#### Your tasks
1 - Do the following statements agree with the rhubarb wine recipe? Answer yes or no for each and quote the words from the recipe that decide it. (a) Last year the writer made only one batch of the recipe. (b) The recipe uses more sugar than rhubarb by weight. (c) The black tea goes in while still hot.
2 - Pick up the rhubarb wine recipe after its last line and write what comes next.
══ Text provided
Make a sweet dessert wine with fresh rhubarb
Quite a few people think of rhubarb as strictly a springtime treat but if you grow it yourself you’ll know that you can be pulling stalks of it far into the summer. Even so, it’s a matter of time before you’re tired of eating rhubarb crumbles. When this happens, you know it’s time. Time to make sweet rhubarb wine.
I only made a single batch of this recipe last year and it turned out to be a real tragedy that I didn’t make more. I’m planning on rectifying the situation this year so you can bet that every spare stalk of rhubarb is going to be saved for these bottles of boozy deliciousness. The wine tastes sweet, crisp and with the full-bodied taste of rhubarb in every sip. It’s absolutely divine and has impressed everyone who has tried it. Especially the skeptics.
Rhubarb Wine recipe
Makes 6 bottles of wine
2.3 kg [5 lb] Rhubarb
1.4 kg [3 lb] Sugar
285 ml [1/2 UK Pint / 1-1/4 cups US] Black tea, cooled (make it quite strong)
════
══ Data section
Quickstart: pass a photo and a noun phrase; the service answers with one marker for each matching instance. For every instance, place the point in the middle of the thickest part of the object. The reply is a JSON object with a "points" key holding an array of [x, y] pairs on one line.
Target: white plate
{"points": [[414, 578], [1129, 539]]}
════
#### Responses for each task
1 -
(a) Yes: "I only made a single batch of this recipe last year"
(b) No: "2.3 kg [5 lb] Rhubarb" and "1.4 kg [3 lb] Sugar"
(c) No: "Black tea, cooled"

2 -
2.8 Litres Water [5 UK pints / 6 US Pints]
2 tsp Yeast Nutrient
1x 5g Sachet of White wine Yeast
For AFTER fermenation: 1 Campden Tablet
Equipment – the below product from Amazon has everything you need to get started:
Premium Wine Making Equipment Kit – with Auto-Syphon
1. Wash the rhubarb sticks and cut them into 1-cm (or thinner) slices.
Place these pieces in a clean, sterilised tub and pour in the sugar. Stir it well, and then cover the bucket with a clean towel or plastic wrap and leave for at least 24 hours but up to three days.
2. After this time the sugar will have pulled the moisture out of the rhubarb creating a rich pink coloured syrup.
Strain this syrup from the rhubarb pieces and place it in another clean tub. Make sure to get as much of the syrup from the rhubarb as you can before you discard it.
*Note*I now change the way I do this step. Instead of straining the sugar syrup straight, I first add the 2.8 litres of water from step 3 to help dissolve any sugar that’s collected at the bottom of the tub.
3. Boil your 2.8 litres of water and pour into the syrup, stirring well.
Allow the liquid to cool to room temperature and then add the tea, yeast and yeast nutrient. Cover the tub with a clean towel and allow it to sit undisturbed for five days.
4. At the end of the five days, have your demi-john sterilised and ready.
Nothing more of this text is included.